Pour Lafargue, la paresse, en effet, est une vertu conviviale qui rapproche les gens, qui les fait se rencontrer, qui les détourne des rivalités meurtrières de la politique et de l'économie, mais c'est aussi une disposition du corps et de l'esprit qui, loin du tracas des affaires, permet à l'homme de se retrouver dans un studieux face à face avec lui-même. Ce n'est qu'en état de paresse que l'homme peut vivre pleinement sa double nature d'individu unique et d'être social. Que l'on songe pour s'en convaincre à ce prince des paresseux que fut Socrate : sans paresse point de philosophie, c'est-à-dire point de réflexion ni d'échanges. Point de civilisation[5].  Cette paresse perdue, dont la pensée orientale a su longtemps préserver les douceurs, l'Occident la réinvente à chaque fois que les à-coups du progrès semblent vouloir l'en éloigner. Sans paresse donc, point d'indépendance. Elle est la première des libertés individuelles, le premier de ces droits de l'homme, nés, au siècle de Lumières, des « rêveries» de quelques « promeneurs solitaires »[6].

Paul Lafargue n’est pas seul dans la défense de la paresse. Les philosophes Aristote, Epicure et Cicéron insistent déjà sur la nécessité de bien dissocier la vie publique et le travail du loisir, afin de se ménager un temps de méditation, de lecture et de contemplation. Ainsi, pour Aristote, « plus on possède la faculté de contempler, plus on est heureux ». Car, synonyme de servitude pour l’Antiquité, le travail est devenu une valeur des sociétés modernes. Et si la paresse nous mettait sur la voie d’une société plus juste favorisant l’épanouissement de chacun ?
====================
# CONSIGNE 1
Relevez toutes les personnes nommées dans l'extrait sur la paresse.
# CONSIGNE 2
Recopiez à l'identique le passage de l'extrait sur la paresse qui commence par « Paul Lafargue n’est » et se termine par « l’épanouissement de chacun ? ».
# CONSIGNE 3
Prolongez l'extrait sur la paresse à partir de sa dernière phrase.

# Descriptions libres d'objets
====================
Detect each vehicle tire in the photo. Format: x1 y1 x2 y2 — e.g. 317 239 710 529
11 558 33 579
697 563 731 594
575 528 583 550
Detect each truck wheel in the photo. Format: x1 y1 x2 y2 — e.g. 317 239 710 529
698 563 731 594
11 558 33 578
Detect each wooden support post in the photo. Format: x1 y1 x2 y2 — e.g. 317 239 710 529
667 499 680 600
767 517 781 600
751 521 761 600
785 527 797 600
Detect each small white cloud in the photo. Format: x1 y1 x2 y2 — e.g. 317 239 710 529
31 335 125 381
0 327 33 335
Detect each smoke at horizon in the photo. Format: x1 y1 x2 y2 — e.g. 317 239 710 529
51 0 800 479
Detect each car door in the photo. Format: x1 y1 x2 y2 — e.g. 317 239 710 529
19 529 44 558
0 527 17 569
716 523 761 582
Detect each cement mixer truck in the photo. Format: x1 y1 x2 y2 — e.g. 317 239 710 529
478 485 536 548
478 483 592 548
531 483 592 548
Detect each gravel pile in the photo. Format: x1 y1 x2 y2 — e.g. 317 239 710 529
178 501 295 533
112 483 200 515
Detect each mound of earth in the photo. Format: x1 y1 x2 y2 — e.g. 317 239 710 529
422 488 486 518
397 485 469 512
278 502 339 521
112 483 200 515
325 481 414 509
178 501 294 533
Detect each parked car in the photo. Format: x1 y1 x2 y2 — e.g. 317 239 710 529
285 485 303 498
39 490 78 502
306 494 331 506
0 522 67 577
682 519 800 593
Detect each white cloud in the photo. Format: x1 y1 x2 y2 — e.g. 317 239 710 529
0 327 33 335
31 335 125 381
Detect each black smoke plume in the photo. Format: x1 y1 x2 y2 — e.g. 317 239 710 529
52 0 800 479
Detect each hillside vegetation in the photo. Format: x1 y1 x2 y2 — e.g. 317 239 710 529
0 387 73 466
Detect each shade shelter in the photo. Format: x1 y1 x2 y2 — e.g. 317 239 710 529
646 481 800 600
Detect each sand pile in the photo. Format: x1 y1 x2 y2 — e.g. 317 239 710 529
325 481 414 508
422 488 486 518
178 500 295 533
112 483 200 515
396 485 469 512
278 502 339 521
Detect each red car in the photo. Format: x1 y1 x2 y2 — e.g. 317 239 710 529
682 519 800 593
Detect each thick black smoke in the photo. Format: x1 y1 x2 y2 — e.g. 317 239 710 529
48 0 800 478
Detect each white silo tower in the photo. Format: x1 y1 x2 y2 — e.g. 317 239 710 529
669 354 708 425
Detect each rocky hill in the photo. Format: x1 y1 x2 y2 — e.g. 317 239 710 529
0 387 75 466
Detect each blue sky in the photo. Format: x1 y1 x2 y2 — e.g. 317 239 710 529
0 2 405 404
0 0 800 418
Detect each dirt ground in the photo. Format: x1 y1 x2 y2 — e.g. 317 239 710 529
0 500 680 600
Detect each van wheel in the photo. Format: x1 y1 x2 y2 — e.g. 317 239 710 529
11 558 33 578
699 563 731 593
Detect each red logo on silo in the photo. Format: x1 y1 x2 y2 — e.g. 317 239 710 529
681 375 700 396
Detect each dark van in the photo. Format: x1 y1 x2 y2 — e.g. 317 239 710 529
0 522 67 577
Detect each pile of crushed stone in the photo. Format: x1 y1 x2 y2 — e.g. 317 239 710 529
====================
# ZONE DE RÉPONSE 1
Paul Lafargue, Socrate, Aristote, Epicure, Cicéron

# ZONE DE RÉPONSE 2
Paul Lafargue n’est pas seul dans la défense de la paresse. Les philosophes Aristote, Epicure et Cicéron insistent déjà sur la nécessité de bien dissocier la vie publique et le travail du loisir, afin de se ménager un temps de méditation, de lecture et de contemplation. Ainsi, pour Aristote, « plus on possède la faculté de contempler, plus on est heureux ». Car, synonyme de servitude pour l’Antiquité, le travail est devenu une valeur des sociétés modernes. Et si la paresse nous mettait sur la voie d’une société plus juste favorisant l’épanouissement de chacun ?

# ZONE DE RÉPONSE 3
Le confinement, un défi au temps


La paresse est la propension à ne rien faire, la répugnance pour le travail. Elle est un des sept péchés capitaux punis par la morale chrétienne qui définit le travail et l'effort comme des valeurs suprêmes : « Les désirs du paresseux le tuent parce que ses mains se refusent à l’action. » (Proverbes 21.25). De fait, la paresse est un mode de vie pour certains et une tentation pour tous. C’est pourquoi,  l’Apôtre Paul nous enseigne à faire  bon usage de notre temps (Eph5.16), car nous ne savons pas ce que le futur nous réserve. Lorsque nous réalisons pleinement que notre vie ici-bas n’est qu’un grain de sable par rapport à l’éternité, nous commençons alors à mettre nos priorités à la bonne place. Le temps, en effet, est intimement lié à la finitude humaine.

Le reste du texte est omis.